• TRECHO DO DOCUMENTO:
De acordo com o Banco Mundial, o Imposto Seletivo, atualmente em discussão no Senado e na lei ordinária que deve ser apresentada ao congresso em 2025, pode ser uma oportunidade de o governo taxar de forma mais incisiva esses produtos que são prejudiciais à saúde da população. Segundo a nota, elaborada pelos economistas do Banco Mundial, é necessário aprimorar a capacidade de administração tributária para garantir a devida aplicação e conformidade dos avanços na implementação da tributação sobre esses produtos que são prejudiciais à saúde.
Conforme dados do Banco Mundial, todos os anos, aproximadamente 341 mil mortes no Brasil, representando cerca de 20% de todas as mortes, são atribuíveis ao consumo de tabaco, álcool e bebidas açucaradas. “Esses produtos são os que mais contribuem para doenças cardiovasculares, câncer, diabetes e enfermidades pulmonares crônicas. A implementação de impostos especiais sobre esses produtos nocivos é uma estratégia comprovada para deter e reduzir seu consumo”, destaca Fleischhacker.
De acordo com a nota técnica, baseada em dados da Organização Mundial da Saúde (OMS), no Brasil, mais de 20% das mortes anuais têm relação com o consumo de tabaco, bebidas alcoólicas e bebidas açucaradas. Atualmente, 10% dos brasileiros adultos fumam diariamente e 58,1% consomem bebidas alcoólicas; e 8%, bebidas alcoólicas em grande quantidade. Desses hábitos, o tabagismo é o que causa mais danos, com 2,5 vezes mais mortes que o consumo de álcool no país.
As recomendações da nota de política pública do Banco Mundial visam a promover benefícios substanciais para a saúde pública e aumentar as receitas tributárias. “Do ponto de vista da saúde, a redução do consumo desses produtos levará a uma diminuição significativa das mortes e doenças evitáveis. Apesar do declínio previsto no consumo, o país ainda poderá arrecadar maiores receitas fiscais com esses impostos. As famílias mais pobres deverão ser as mais beneficiadas com a política, pois as populações de baixa renda são mais sensíveis às mudanças de preços. Um aumento significativo de preços impulsionado pela implementação de impostos de saúde bem planejados reduzirá substancialmente o consumo de tais produtos entre esse grupo”, informa o estudo.

• ENUNCIADO:
Reproduza, do texto sobre tributação de produtos nocivos à saúde, a passagem entre "As recomendações da" e "informa o estudo.", incluindo ambos os extremos. Os itens não têm relação com o texto sobre tributação de produtos nocivos à saúde.

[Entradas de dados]
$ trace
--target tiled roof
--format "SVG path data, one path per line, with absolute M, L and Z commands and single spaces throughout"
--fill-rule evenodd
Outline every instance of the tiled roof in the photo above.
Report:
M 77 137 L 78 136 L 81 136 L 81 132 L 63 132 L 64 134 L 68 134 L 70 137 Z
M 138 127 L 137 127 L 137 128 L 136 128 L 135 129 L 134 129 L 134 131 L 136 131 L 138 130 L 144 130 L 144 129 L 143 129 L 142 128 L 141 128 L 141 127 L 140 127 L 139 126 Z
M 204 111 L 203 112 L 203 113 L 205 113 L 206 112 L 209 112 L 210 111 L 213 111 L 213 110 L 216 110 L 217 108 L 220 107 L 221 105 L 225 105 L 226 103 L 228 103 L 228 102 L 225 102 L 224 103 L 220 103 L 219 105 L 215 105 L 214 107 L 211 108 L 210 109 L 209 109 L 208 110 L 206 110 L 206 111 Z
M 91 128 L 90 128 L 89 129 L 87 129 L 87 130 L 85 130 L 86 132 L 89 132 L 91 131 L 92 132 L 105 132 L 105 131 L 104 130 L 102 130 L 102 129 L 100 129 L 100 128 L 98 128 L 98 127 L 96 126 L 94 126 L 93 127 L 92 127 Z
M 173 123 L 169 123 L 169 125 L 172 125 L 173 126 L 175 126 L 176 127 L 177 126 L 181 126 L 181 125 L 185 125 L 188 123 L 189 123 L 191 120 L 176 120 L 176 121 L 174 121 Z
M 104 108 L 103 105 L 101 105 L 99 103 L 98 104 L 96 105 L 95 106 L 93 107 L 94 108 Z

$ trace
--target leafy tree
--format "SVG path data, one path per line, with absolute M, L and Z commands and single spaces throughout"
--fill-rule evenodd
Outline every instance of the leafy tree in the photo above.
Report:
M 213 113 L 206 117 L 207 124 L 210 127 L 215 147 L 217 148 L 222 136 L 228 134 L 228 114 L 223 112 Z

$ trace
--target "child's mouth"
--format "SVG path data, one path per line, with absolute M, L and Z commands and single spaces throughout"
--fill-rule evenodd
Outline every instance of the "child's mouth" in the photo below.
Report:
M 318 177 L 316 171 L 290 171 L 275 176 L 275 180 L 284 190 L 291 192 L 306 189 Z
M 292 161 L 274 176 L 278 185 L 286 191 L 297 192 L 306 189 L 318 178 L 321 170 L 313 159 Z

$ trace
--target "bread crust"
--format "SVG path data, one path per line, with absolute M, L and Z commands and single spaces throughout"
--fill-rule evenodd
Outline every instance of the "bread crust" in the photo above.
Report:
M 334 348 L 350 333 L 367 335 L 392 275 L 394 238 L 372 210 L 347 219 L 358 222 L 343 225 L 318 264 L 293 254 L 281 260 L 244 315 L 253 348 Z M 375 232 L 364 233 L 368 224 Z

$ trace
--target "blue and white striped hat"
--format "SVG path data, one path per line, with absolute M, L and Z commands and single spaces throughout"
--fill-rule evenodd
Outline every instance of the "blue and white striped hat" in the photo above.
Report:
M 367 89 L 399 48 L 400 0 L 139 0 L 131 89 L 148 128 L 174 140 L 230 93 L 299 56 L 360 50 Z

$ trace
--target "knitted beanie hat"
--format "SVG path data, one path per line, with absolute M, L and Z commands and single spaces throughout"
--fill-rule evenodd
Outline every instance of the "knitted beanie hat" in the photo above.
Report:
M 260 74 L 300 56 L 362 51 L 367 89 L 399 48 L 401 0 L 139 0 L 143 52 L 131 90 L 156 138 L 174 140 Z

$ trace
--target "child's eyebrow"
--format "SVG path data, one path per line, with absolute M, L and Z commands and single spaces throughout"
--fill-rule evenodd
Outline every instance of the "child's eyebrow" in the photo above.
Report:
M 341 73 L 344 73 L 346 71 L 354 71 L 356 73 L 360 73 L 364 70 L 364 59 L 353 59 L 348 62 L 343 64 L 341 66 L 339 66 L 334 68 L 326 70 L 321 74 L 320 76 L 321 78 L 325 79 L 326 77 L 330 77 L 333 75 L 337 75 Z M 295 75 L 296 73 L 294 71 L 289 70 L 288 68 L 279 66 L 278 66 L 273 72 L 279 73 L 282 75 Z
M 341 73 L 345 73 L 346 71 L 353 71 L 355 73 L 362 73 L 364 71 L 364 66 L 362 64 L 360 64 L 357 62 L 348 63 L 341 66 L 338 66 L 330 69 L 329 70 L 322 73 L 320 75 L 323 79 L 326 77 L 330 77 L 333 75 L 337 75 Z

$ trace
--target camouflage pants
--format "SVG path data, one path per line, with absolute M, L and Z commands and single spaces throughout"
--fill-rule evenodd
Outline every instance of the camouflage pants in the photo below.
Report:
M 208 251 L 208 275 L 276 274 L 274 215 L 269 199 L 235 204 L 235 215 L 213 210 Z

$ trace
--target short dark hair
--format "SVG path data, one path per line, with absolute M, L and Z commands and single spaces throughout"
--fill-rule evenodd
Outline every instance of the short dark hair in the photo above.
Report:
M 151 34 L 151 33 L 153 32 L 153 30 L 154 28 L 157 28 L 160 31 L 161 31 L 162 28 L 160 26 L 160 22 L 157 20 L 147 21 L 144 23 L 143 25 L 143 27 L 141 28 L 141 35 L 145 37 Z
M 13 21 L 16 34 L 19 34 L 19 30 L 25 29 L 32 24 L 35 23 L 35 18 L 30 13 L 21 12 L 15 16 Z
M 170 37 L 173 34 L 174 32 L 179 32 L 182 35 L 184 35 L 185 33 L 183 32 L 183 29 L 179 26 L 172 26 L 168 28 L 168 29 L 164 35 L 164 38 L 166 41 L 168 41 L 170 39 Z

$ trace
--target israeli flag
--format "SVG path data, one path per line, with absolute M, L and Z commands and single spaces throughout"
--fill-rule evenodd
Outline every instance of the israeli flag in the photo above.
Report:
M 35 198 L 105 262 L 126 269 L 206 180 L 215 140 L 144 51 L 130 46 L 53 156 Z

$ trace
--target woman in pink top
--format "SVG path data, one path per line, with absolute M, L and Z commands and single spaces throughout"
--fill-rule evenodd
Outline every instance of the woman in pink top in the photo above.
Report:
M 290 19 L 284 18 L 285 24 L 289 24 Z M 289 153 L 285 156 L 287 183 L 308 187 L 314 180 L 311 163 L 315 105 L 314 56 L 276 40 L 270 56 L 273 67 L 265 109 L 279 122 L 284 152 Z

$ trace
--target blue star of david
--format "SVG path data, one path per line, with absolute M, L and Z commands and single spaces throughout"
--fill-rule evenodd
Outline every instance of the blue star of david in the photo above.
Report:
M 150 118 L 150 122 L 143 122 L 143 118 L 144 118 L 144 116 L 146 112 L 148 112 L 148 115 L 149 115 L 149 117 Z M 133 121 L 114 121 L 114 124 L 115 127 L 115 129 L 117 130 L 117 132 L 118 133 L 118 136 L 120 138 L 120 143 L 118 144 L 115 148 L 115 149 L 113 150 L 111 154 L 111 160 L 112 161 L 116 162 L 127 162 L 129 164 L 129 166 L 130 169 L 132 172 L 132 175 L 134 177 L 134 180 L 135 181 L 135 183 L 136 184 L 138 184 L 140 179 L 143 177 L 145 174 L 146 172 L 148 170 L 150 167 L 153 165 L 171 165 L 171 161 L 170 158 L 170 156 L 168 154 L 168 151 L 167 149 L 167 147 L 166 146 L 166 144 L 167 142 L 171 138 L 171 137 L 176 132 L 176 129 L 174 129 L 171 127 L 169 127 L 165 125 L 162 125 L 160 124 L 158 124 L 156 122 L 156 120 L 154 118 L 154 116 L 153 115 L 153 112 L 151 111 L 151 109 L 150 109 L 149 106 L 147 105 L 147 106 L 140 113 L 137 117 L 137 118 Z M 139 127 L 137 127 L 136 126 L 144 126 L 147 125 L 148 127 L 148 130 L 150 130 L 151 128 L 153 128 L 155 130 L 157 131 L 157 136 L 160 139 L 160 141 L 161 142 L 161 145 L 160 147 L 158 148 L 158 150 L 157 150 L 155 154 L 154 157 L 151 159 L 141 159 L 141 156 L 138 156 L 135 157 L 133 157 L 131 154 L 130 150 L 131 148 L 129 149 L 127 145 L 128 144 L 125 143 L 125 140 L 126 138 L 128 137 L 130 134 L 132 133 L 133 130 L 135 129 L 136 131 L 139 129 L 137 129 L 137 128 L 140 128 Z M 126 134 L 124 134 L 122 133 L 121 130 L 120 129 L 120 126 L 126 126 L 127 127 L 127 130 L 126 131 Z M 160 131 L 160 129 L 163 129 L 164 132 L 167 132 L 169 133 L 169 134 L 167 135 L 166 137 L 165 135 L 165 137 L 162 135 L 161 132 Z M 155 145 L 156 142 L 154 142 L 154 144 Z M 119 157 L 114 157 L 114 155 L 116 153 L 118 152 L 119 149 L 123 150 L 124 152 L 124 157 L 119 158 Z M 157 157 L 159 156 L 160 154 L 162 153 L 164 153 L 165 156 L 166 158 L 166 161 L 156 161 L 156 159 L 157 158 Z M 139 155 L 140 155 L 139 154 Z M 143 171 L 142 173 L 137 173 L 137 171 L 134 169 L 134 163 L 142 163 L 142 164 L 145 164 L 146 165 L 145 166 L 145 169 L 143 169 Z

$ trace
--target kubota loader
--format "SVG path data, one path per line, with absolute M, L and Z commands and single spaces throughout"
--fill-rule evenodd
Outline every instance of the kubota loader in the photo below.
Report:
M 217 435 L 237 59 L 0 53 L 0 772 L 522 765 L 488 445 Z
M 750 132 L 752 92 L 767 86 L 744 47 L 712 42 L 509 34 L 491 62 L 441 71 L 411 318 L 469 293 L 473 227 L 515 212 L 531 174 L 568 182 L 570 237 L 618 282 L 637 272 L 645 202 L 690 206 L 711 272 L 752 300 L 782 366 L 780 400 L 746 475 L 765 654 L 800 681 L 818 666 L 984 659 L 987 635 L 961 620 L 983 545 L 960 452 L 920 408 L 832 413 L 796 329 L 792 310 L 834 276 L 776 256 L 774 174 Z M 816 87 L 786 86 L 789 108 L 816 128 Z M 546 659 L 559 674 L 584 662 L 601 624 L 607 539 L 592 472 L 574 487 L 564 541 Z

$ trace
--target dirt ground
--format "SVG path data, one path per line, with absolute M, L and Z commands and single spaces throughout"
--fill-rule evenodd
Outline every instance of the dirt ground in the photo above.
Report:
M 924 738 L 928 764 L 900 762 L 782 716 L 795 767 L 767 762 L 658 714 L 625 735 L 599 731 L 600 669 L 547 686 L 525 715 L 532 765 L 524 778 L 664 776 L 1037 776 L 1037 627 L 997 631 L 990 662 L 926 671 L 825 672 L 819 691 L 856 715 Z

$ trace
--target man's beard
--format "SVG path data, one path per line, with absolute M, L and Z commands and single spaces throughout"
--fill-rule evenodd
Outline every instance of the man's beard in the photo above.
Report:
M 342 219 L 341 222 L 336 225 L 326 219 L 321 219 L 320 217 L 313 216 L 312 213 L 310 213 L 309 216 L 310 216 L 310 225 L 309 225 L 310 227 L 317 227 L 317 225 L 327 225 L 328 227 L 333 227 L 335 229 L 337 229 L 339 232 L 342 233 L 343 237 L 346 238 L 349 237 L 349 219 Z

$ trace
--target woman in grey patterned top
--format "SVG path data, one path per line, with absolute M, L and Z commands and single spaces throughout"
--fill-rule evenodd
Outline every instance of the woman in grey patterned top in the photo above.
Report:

• RESOLUÇÃO:
As recomendações da nota de política pública do Banco Mundial visam a promover benefícios substanciais para a saúde pública e aumentar as receitas tributárias. “Do ponto de vista da saúde, a redução do consumo desses produtos levará a uma diminuição significativa das mortes e doenças evitáveis. Apesar do declínio previsto no consumo, o país ainda poderá arrecadar maiores receitas fiscais com esses impostos. As famílias mais pobres deverão ser as mais beneficiadas com a política, pois as populações de baixa renda são mais sensíveis às mudanças de preços. Um aumento significativo de preços impulsionado pela implementação de impostos de saúde bem planejados reduzirá substancialmente o consumo de tais produtos entre esse grupo”, informa o estudo.